__Records from a data source__.
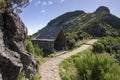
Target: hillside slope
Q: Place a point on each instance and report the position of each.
(99, 23)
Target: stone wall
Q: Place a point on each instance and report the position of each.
(46, 45)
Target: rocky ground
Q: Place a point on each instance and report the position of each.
(50, 69)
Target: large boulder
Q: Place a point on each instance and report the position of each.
(13, 56)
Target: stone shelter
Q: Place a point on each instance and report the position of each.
(51, 39)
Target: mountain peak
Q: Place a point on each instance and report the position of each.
(102, 9)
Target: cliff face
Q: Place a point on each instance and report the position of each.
(13, 56)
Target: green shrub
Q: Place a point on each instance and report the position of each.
(22, 76)
(98, 67)
(89, 66)
(98, 47)
(71, 44)
(29, 46)
(38, 51)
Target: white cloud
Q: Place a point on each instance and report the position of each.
(30, 1)
(44, 3)
(50, 2)
(38, 3)
(61, 1)
(42, 11)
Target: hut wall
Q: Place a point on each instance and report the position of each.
(46, 45)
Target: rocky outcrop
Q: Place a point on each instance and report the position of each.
(13, 56)
(102, 9)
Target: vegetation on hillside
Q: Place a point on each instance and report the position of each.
(99, 23)
(11, 5)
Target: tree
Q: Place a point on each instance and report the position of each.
(11, 5)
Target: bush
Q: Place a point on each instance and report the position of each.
(97, 67)
(98, 47)
(29, 46)
(34, 49)
(38, 51)
(71, 44)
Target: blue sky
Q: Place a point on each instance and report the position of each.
(39, 12)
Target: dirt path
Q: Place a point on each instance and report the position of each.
(50, 69)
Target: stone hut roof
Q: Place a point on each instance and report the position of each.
(48, 33)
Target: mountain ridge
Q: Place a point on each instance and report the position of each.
(99, 23)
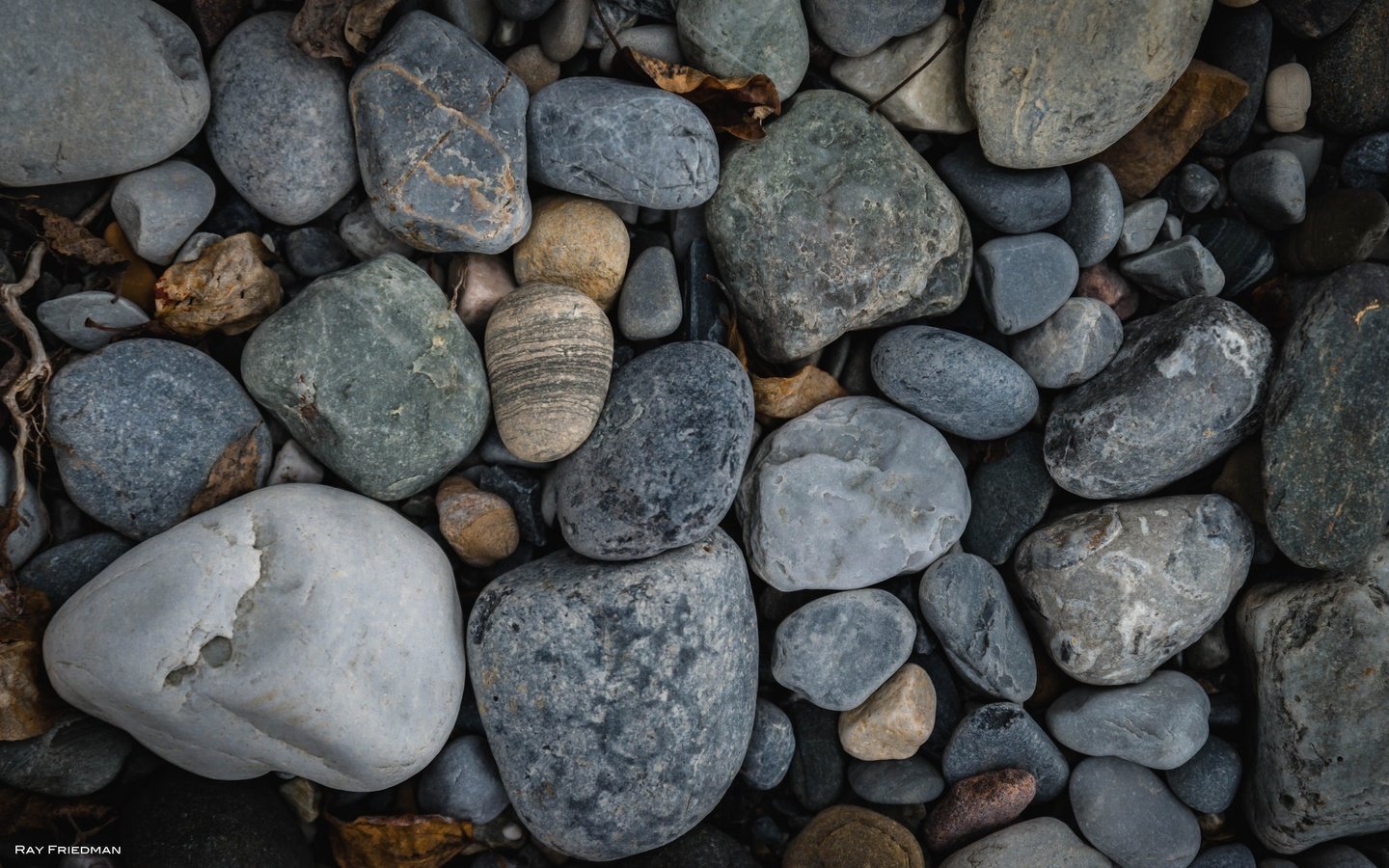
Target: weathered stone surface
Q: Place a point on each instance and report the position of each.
(1186, 387)
(1054, 82)
(441, 139)
(240, 668)
(897, 498)
(666, 646)
(1156, 575)
(833, 223)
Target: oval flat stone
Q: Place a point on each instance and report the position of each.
(666, 646)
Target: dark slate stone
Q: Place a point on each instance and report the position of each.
(999, 736)
(621, 142)
(442, 139)
(960, 385)
(1186, 387)
(666, 646)
(1325, 469)
(665, 460)
(148, 432)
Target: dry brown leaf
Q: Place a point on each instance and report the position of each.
(411, 840)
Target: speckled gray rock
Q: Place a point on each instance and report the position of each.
(1185, 388)
(833, 223)
(967, 606)
(441, 139)
(667, 647)
(896, 498)
(634, 489)
(101, 88)
(1316, 653)
(317, 634)
(999, 736)
(1155, 574)
(840, 647)
(960, 385)
(1130, 817)
(1071, 346)
(1158, 722)
(372, 372)
(149, 432)
(158, 207)
(281, 128)
(621, 142)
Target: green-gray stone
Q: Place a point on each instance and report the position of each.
(375, 375)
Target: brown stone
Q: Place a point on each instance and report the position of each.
(978, 805)
(1203, 96)
(848, 836)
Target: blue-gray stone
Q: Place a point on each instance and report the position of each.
(617, 141)
(149, 432)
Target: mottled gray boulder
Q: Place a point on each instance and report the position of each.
(281, 126)
(1325, 467)
(621, 142)
(1185, 388)
(957, 384)
(849, 495)
(441, 139)
(840, 647)
(967, 606)
(95, 89)
(1155, 575)
(833, 223)
(666, 647)
(372, 372)
(665, 460)
(1056, 81)
(149, 432)
(1316, 656)
(299, 628)
(1158, 722)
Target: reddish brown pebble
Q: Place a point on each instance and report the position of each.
(978, 805)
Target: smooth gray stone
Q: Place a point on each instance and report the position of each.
(1024, 280)
(1127, 813)
(849, 495)
(374, 375)
(75, 757)
(161, 205)
(665, 460)
(1095, 221)
(617, 141)
(281, 128)
(833, 223)
(463, 782)
(770, 748)
(1010, 201)
(1071, 346)
(148, 432)
(1003, 735)
(1210, 779)
(1155, 575)
(441, 139)
(649, 306)
(95, 89)
(1186, 387)
(967, 606)
(666, 646)
(960, 385)
(1158, 722)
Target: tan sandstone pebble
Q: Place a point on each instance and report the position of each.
(574, 242)
(978, 805)
(479, 526)
(895, 719)
(848, 836)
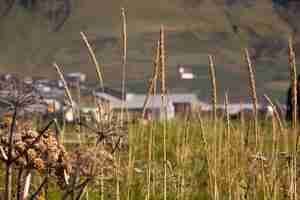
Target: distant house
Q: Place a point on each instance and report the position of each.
(185, 72)
(176, 104)
(75, 78)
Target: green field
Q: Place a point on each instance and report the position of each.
(194, 29)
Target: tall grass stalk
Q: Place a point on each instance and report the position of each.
(293, 79)
(253, 96)
(164, 104)
(153, 80)
(124, 60)
(212, 75)
(94, 58)
(228, 146)
(68, 93)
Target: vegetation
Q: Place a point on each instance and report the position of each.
(197, 156)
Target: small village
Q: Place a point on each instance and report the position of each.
(87, 96)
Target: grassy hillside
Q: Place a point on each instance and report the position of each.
(194, 29)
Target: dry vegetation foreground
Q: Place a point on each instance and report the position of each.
(205, 160)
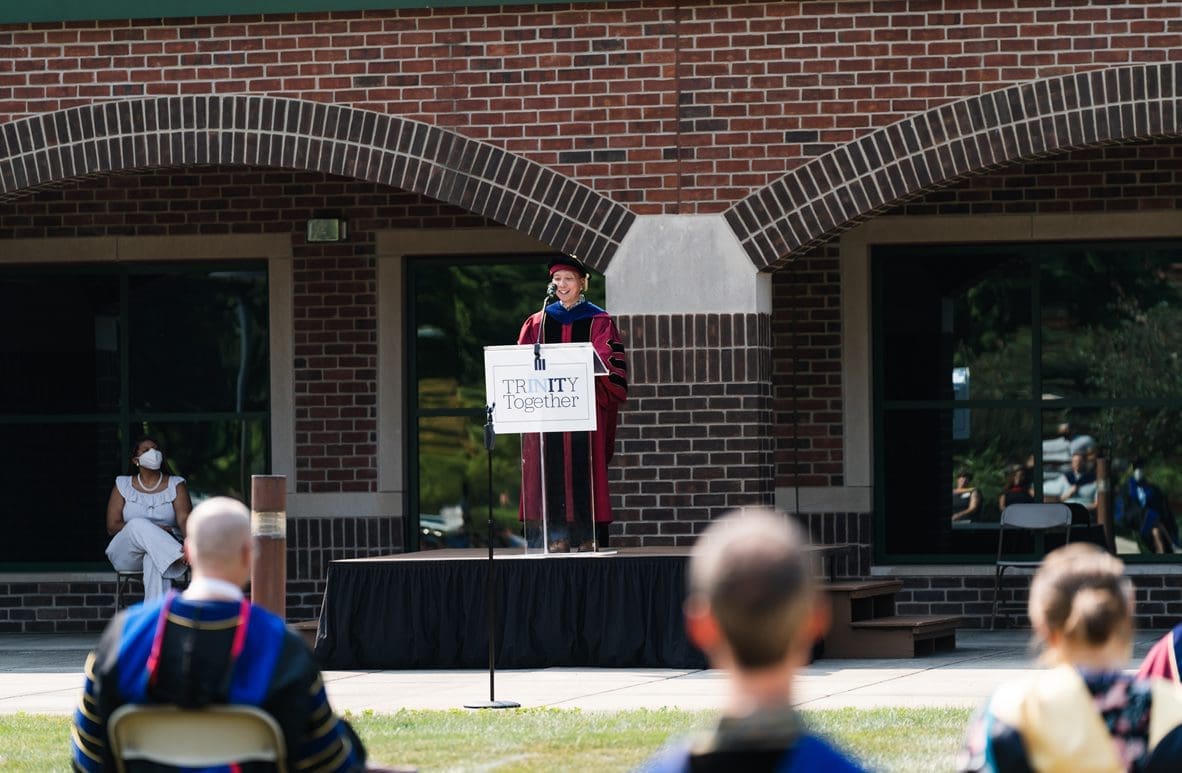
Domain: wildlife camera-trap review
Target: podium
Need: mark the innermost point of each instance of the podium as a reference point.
(545, 393)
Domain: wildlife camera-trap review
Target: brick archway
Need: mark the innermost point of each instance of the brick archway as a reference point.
(296, 134)
(941, 145)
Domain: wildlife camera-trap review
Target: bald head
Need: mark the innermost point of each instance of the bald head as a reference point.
(218, 540)
(748, 569)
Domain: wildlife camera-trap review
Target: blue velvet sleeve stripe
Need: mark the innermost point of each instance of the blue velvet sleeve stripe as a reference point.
(325, 745)
(88, 736)
(135, 648)
(257, 663)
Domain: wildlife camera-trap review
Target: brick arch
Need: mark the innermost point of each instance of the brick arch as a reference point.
(936, 148)
(270, 131)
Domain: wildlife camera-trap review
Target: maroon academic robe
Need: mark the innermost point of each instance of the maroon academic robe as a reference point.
(576, 462)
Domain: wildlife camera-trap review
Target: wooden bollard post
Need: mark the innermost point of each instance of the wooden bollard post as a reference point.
(268, 526)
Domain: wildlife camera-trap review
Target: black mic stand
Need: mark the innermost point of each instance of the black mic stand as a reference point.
(491, 580)
(540, 364)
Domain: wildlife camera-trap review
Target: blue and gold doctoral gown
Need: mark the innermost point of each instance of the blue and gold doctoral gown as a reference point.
(199, 653)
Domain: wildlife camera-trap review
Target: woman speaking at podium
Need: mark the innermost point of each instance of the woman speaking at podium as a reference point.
(570, 469)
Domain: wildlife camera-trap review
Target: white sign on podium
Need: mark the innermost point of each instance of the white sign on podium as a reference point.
(549, 391)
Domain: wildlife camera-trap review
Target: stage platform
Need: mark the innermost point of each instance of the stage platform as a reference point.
(428, 610)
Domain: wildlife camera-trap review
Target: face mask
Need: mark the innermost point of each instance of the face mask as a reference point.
(151, 459)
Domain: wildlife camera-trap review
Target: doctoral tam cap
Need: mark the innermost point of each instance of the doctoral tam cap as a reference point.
(570, 262)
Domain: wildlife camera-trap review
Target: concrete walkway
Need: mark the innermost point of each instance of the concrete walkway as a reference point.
(41, 674)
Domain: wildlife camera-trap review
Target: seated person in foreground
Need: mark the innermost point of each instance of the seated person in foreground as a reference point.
(209, 645)
(1084, 713)
(754, 610)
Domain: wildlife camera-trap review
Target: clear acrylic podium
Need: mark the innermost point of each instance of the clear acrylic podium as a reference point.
(556, 499)
(545, 393)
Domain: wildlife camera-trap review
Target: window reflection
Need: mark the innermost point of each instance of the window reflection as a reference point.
(981, 408)
(96, 356)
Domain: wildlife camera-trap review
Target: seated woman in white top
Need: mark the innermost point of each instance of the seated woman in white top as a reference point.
(145, 517)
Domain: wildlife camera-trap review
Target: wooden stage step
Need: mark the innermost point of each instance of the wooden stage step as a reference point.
(864, 589)
(866, 627)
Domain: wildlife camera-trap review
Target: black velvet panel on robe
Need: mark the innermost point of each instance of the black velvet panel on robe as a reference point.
(617, 611)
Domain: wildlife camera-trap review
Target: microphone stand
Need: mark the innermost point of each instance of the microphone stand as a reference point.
(491, 580)
(540, 364)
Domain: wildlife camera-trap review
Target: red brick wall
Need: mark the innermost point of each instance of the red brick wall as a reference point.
(664, 106)
(807, 298)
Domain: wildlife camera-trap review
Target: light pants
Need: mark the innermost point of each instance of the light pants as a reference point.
(141, 545)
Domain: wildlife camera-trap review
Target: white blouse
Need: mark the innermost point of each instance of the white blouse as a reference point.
(156, 506)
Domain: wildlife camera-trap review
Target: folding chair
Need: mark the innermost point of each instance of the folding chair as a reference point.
(1036, 519)
(123, 579)
(123, 584)
(195, 738)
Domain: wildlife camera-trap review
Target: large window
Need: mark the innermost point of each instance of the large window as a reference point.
(1026, 372)
(95, 357)
(458, 306)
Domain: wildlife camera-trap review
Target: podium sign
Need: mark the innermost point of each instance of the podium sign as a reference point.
(549, 390)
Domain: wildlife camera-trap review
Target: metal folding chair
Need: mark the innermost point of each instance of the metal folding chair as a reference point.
(1034, 519)
(215, 735)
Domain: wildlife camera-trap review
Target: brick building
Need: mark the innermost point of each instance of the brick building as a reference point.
(810, 216)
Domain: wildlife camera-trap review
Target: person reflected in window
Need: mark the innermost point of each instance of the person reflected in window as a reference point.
(145, 517)
(1058, 450)
(1077, 486)
(1143, 507)
(1019, 489)
(966, 499)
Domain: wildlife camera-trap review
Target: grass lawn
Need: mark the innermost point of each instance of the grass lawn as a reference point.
(911, 740)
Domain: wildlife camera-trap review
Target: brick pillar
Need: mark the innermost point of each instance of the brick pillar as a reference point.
(695, 437)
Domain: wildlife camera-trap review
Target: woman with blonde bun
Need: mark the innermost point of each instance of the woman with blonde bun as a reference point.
(1085, 712)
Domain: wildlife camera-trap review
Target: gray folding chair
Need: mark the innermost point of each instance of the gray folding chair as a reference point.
(210, 736)
(1036, 519)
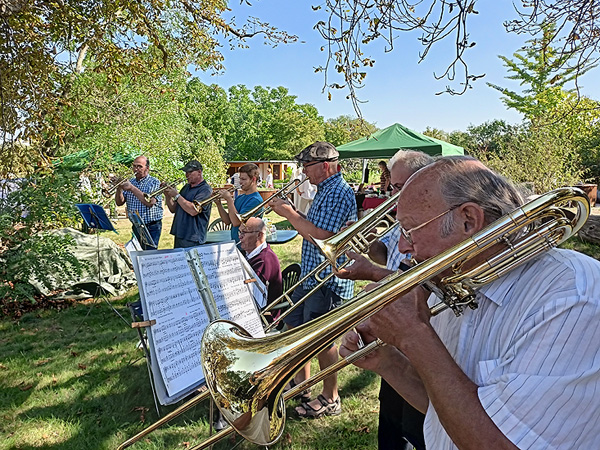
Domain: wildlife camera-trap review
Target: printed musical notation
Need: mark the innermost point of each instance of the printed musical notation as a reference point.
(172, 299)
(226, 279)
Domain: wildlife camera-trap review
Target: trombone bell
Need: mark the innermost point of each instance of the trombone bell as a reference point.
(246, 376)
(239, 393)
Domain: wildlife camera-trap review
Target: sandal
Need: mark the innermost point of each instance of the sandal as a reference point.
(303, 396)
(327, 409)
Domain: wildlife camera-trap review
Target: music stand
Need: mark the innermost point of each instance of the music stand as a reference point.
(142, 231)
(95, 216)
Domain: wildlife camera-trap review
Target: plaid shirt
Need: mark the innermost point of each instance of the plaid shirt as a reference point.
(147, 185)
(333, 206)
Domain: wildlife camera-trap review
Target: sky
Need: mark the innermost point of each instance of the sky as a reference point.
(398, 88)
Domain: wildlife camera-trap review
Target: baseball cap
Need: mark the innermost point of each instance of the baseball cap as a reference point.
(319, 151)
(191, 166)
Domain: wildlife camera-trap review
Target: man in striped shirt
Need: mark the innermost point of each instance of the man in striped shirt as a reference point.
(520, 371)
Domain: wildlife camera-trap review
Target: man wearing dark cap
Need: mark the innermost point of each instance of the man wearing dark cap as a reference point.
(189, 225)
(333, 206)
(132, 192)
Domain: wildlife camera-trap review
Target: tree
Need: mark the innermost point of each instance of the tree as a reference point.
(162, 119)
(269, 124)
(540, 69)
(549, 105)
(343, 129)
(45, 46)
(536, 158)
(353, 24)
(489, 137)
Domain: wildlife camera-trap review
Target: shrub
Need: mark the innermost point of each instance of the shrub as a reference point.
(41, 202)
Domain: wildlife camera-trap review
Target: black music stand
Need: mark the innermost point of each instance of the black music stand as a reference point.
(142, 232)
(94, 216)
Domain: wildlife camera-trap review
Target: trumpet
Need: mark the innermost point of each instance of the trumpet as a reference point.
(281, 193)
(246, 376)
(109, 190)
(162, 189)
(199, 205)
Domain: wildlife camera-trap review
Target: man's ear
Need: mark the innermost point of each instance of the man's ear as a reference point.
(471, 218)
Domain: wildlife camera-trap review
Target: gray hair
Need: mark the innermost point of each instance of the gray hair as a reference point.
(462, 183)
(414, 160)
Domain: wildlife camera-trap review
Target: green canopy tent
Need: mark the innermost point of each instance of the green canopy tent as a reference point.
(383, 144)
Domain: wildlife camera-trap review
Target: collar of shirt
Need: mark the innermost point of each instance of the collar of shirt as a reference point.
(257, 250)
(333, 179)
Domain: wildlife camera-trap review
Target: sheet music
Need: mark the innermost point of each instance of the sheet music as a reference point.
(173, 301)
(170, 296)
(226, 279)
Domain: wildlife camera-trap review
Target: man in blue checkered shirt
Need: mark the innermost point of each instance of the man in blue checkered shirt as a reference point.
(132, 192)
(333, 206)
(400, 425)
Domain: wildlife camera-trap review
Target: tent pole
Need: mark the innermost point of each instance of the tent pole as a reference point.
(365, 173)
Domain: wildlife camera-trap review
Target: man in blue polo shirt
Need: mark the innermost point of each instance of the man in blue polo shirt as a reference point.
(333, 206)
(189, 225)
(132, 192)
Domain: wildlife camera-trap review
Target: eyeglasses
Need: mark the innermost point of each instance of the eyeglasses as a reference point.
(305, 165)
(406, 234)
(247, 232)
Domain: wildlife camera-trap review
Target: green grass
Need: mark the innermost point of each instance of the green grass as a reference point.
(75, 379)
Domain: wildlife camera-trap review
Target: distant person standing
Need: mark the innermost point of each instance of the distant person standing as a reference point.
(269, 179)
(189, 225)
(132, 192)
(385, 180)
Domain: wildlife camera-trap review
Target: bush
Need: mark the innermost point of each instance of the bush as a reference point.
(538, 158)
(41, 202)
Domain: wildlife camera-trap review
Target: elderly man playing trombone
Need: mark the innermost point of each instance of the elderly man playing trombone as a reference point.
(522, 370)
(189, 224)
(132, 192)
(400, 425)
(333, 206)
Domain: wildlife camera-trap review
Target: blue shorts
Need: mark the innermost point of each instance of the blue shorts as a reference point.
(318, 304)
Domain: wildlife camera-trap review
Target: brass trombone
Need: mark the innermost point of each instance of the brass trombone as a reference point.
(162, 189)
(357, 237)
(246, 376)
(337, 244)
(199, 205)
(281, 193)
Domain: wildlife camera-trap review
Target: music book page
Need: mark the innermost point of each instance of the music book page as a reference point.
(226, 277)
(170, 296)
(172, 300)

__PROMPT__.
If a line of the records holds the word "vegetation", count it; report only the total.

__ANSWER TO THE EXERCISE__.
3